Goal -> Render the entries below as a numbered list, leaving out any blank lines.
++++++++++++++++++++
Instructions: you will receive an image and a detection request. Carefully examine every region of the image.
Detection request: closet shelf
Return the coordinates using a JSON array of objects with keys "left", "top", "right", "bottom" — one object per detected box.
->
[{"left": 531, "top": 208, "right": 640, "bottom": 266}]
++++++++++++++++++++
Solution to this task ->
1. Instructions: you will receive an image and a detection request. Carefully examine every region of the image.
2. Detection request: closet shelf
3. Return the coordinates using a JSON array of objects with keys "left", "top", "right", "bottom" — one object per detected box.
4. ->
5. [{"left": 531, "top": 208, "right": 640, "bottom": 266}]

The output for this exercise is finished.